**WORK INSTRUCTION**
Restate each line below word for word, skipping every picture.

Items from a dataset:
-- Opening Marker --
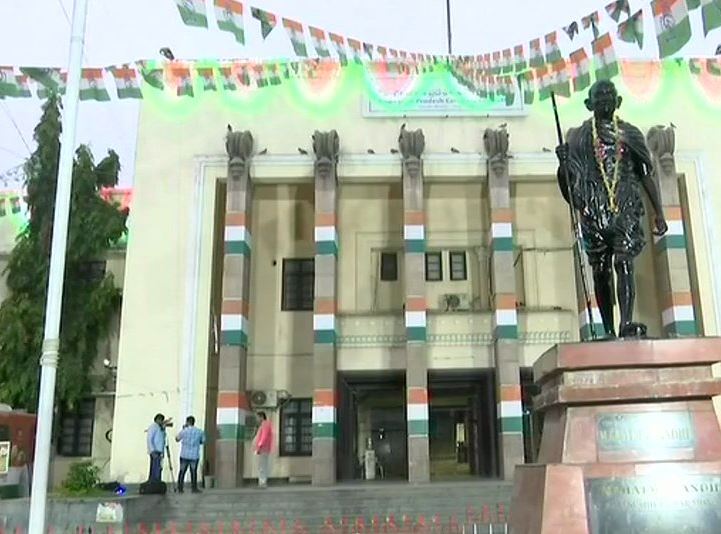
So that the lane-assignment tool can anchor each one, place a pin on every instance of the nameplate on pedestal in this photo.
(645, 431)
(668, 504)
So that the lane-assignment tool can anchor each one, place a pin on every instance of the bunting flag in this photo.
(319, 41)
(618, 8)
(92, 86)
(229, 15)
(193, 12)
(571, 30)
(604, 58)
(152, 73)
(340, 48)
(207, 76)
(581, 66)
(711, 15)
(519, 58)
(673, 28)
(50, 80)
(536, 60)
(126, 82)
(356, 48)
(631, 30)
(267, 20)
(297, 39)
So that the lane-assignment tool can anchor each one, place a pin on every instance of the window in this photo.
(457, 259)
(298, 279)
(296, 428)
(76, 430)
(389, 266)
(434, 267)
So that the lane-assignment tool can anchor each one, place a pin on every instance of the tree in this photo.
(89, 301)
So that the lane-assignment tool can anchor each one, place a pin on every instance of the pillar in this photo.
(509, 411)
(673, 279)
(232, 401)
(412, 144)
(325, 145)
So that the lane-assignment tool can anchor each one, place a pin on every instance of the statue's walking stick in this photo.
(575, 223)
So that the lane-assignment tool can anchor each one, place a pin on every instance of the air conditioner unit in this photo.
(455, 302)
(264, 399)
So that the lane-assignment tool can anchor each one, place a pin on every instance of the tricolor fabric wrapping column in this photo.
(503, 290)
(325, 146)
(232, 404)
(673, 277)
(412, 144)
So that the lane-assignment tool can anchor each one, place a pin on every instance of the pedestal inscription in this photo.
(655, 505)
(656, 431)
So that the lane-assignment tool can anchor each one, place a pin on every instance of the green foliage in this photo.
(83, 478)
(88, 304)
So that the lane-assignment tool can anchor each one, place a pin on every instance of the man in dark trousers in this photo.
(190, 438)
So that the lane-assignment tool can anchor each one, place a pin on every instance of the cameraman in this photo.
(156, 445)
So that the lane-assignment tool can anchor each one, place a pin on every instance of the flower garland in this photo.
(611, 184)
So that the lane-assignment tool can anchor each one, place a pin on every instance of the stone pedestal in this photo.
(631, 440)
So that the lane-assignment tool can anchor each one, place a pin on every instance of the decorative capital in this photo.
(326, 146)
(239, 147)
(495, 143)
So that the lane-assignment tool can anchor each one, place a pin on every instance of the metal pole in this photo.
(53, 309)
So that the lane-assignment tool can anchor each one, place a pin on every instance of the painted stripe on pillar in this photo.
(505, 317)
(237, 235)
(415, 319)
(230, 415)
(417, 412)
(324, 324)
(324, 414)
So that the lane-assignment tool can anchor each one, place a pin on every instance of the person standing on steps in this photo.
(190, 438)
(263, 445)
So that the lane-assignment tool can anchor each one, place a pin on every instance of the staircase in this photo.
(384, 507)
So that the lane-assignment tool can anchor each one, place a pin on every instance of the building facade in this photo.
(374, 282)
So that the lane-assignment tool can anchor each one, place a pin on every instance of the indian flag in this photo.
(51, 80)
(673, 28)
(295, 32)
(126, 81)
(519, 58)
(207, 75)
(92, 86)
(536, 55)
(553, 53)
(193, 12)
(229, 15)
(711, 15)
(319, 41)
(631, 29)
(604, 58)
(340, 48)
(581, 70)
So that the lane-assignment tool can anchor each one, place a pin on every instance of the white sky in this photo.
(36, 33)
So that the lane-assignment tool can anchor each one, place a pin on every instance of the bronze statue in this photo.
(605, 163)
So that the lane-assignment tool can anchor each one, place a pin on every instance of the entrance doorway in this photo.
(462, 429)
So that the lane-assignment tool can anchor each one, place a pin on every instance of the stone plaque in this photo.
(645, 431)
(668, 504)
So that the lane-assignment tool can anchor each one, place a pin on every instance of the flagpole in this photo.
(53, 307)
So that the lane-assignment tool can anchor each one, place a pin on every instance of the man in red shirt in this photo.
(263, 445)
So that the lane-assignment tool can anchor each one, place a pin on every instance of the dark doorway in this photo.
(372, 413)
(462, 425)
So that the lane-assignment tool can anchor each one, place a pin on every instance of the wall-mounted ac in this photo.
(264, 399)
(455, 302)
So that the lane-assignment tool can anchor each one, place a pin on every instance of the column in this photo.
-- Closing Marker --
**TASK OUTPUT**
So that the lane-assignment tool can anchor each one, place a pin on every instance of the nameplate on pedestal in this photo.
(645, 431)
(668, 504)
So that the lane-assignment tool can anchor each one, place a pin on every instance of the bunting flag in this photo.
(319, 41)
(618, 8)
(92, 86)
(229, 15)
(193, 12)
(571, 30)
(604, 58)
(152, 73)
(340, 48)
(207, 76)
(581, 66)
(711, 15)
(519, 58)
(673, 28)
(50, 80)
(536, 60)
(126, 82)
(356, 48)
(631, 30)
(267, 20)
(297, 39)
So that the lane-assignment tool can anchor each one, place a pin on every instance of the window in this photo.
(457, 259)
(298, 279)
(296, 428)
(76, 430)
(389, 266)
(434, 267)
So that the lane-assignment tool can anchor each one, place a pin on every instance of the tree in this photo.
(89, 301)
So that the lane-assignment tool can anchor each one, place a pin on every instance of the pillar in this photo.
(509, 411)
(673, 279)
(232, 401)
(412, 144)
(325, 145)
So that the lane-assignment tool can anchor each one, place a pin on every instance of the statue's walking stick in this photo.
(575, 223)
So that the lane-assignment tool can anchor each one, place a pin on every instance of the air conditioner unit in this photo.
(455, 302)
(264, 399)
So that the lane-assignment tool can anchor each one, place a pin on every instance of the tricolor fabric wrapping column in this photo.
(503, 290)
(325, 146)
(232, 404)
(673, 277)
(412, 144)
So that the lane-assignment tool can anchor each one, place a pin on every instance of the pedestal inscription in this photo.
(655, 505)
(656, 431)
So that the lane-assignment tool can anchor each one, place a pin on every instance of the green foliage in this photo.
(83, 478)
(88, 304)
So that the lane-assignment tool can anchor each one, place a pin on every instance of the man in dark trousers in this photo.
(190, 438)
So that the lane-assignment tool can anchor each one, place a pin on every instance of the cameraman in this photo.
(156, 445)
So that the lane-assignment tool can anchor each one, place a pin on every instance of the flower garland in this photo.
(611, 184)
So that the lane-assignment tool can anchor each one, place a pin on every instance of the stone pedestal in this photo.
(631, 440)
So that the lane-assignment tool can anchor each one, place a pin on every instance of the decorative capital in this photo.
(326, 146)
(239, 147)
(495, 143)
So that the lane-assignment tool can anchor each one, place a pin on every instance of the metal pole in this photo.
(53, 309)
So that the lane-assignment tool can anchor each one, place a pin on every instance of the painted stripe on pillar in this photo.
(505, 317)
(237, 235)
(415, 319)
(230, 415)
(417, 412)
(324, 324)
(324, 414)
So that the lane-assignment tool can anchor each one, place a pin on every instance of the person standing on steps in this photo.
(190, 438)
(263, 445)
So that the lane-assignment tool can anchor each one, place a pin on every instance of the staircase in this photo.
(384, 507)
So that the lane-assignment tool can anchor each one, place a pin on every instance of the building facade in this photo.
(374, 282)
So that the lane-assignment tool can anchor each one, place a pin on every instance of the indian flag in this photo.
(51, 80)
(673, 28)
(295, 32)
(126, 81)
(519, 58)
(207, 75)
(92, 86)
(536, 55)
(553, 53)
(193, 12)
(229, 15)
(711, 15)
(319, 41)
(631, 29)
(604, 58)
(340, 48)
(581, 70)
So that the lane-assignment tool can anchor each one, place a pin on every instance of the white sky in this photo.
(36, 33)
So that the lane-assignment tool can anchor each one, place a pin on every instance of the bronze statue in this photo.
(605, 163)
So that the lane-assignment tool can anchor each one, place a pin on every instance of the entrance doorway in this photo.
(462, 429)
So that the lane-assignment tool can anchor each one, place a pin on every instance of the stone plaque in this photo.
(645, 431)
(668, 504)
So that the lane-assignment tool can anchor each one, place a pin on every instance of the flagpole in this photo.
(53, 307)
So that the lane-assignment tool can anchor each one, place a pin on every instance of the man in red shirt in this photo.
(263, 445)
So that the lane-assignment tool can anchor each one, place a pin on every instance of the dark doorway in this photo.
(372, 413)
(462, 425)
So that the lane-assignment tool can anchor each one, place a pin on every instance of the wall-mounted ac in this photo.
(264, 399)
(455, 302)
So that the lane-assignment tool can anchor each one, place a pin on every instance of the column in this photo.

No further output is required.